[Dataset entries]

------------------------------------

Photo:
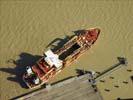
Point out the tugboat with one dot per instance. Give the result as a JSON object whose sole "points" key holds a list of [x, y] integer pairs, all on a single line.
{"points": [[54, 62]]}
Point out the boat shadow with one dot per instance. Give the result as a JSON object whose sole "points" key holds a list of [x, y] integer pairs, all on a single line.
{"points": [[25, 59]]}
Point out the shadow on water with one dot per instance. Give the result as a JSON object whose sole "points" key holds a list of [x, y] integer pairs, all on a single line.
{"points": [[25, 59], [59, 42]]}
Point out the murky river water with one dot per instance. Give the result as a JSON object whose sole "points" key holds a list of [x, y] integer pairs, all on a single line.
{"points": [[26, 27]]}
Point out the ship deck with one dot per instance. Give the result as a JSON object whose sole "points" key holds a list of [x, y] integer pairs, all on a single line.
{"points": [[75, 88]]}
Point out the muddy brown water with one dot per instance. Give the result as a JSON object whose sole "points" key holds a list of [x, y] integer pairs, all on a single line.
{"points": [[27, 27]]}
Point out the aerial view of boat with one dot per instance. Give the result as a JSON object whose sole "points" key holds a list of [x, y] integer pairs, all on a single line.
{"points": [[54, 62]]}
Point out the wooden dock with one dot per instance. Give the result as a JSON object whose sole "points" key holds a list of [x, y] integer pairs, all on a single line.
{"points": [[75, 88]]}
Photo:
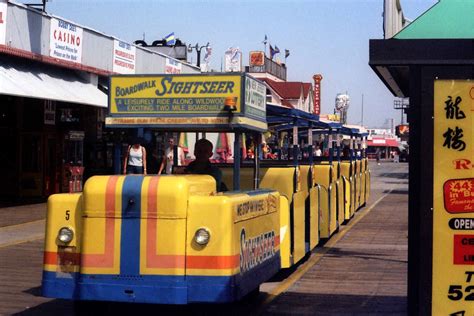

------------------------------------

Would you write out each entry word for word and omit the images?

» **Reply**
Photo:
Point out the tugboat with one dot per instance. Give the result as a JSON object whose sole "points" key holds a list of [x, y] integer pairs, all on a single line.
{"points": [[54, 62]]}
Point out the boat shadow with one dot per instance. Give the result as a JSON object whose sole "points" key holds a list of [x, y] integer pairs, all on a single line.
{"points": [[25, 59]]}
Point out the shadow on water with one dot per instance. Give the result as a JSON object whose sole "points" key holds a list of [x, y] integer pairs, all on a single line.
{"points": [[25, 59], [59, 42]]}
Point out the murky river water with one dot per instance. Give the result as a JSON object whose sole "points" key holds a list of [x, y] integer pairs, all on a single line.
{"points": [[26, 27]]}
Point out the ship deck with one dot per instance. Give the result as a JSON object whose sole "points" key holds a list of [x, y] integer pairs, all on a single line.
{"points": [[75, 88]]}
Point out the muddy brown water with one dot per instance. Give the result as a JSON object whose sole "points" key holds a list of [x, y] integer pairs, all on a single line.
{"points": [[27, 27]]}
Point out the aerial view of boat with one dot per instance. Give the result as a JSON object whose sole "points" key holds a list of [x, y] integer pairs, all on a single line.
{"points": [[54, 62]]}
Point out the wooden dock with one dot per instance. Give the result as a JSON object whose sole "points" key holds a list of [x, y] integer pairs, all on a single line.
{"points": [[75, 88]]}
Photo:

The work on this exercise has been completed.